The Majority of PostgreSQL Servers on the Internet Are Insecure
29 comments·October 4, 2022
I think the announced results are specifically referring to servers available on the internet.
That's GP's point, that's already a 'smell' (in the strict 'hm, that seems suspiciously like it might not be right' sense).
(co-author) - `prefer` is... not great. That'll silently fall back to an unencrypted connection without warning the user.
If you are the one using a programming library directly, you may know that `prefer` does this. If you are using a client that doesn't expose this to you, you may not know that you are using an unencrypted connection after you had set ssl on.
do you understand that Postgres devs have been all over this since (likely) the time you were born? The conventional, real and actual servers that matter are generally not at all visible on the Internet, period. Because they know this.. its like this paper tests servers that dont care, and declare the entire product unsecure. Bad take, scare-mongering
Who cares though? All connections to SQL servers are going to be localhost or over a VPN, if your setup for postgres has a SSL certificate you're doing something terribly wrong to begin with. I'm not even sure why the option exists to begin with, there's no use case.
> if your setup for postgres has a SSL certificate you're doing something terribly wrong to begin with.

- _Written tasks_:
- a) Condense the paragraph of the comment thread that opens with "(co-author) - `prefer` is..." into one shorter sentence that keeps its main facts.
- b) Reproduce every line of the rows below, requests included, with each point coordinate in the answers multiplied by 0.65 and rounded to a whole number, halves rounding up.

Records
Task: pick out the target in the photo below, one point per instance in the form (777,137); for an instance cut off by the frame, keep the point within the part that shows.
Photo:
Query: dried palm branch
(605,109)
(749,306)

- _Final answers_:
- a) The co-author says `prefer` is a poor setting because it silently falls back to an unencrypted connection without warning the user.

- b)
Task: pick out the target in the photo below, one point per instance in the form (777,137); for an instance cut off by the frame, keep the point within the part that shows.
Photo:
Query: dried palm branch
(393,71)
(487,199)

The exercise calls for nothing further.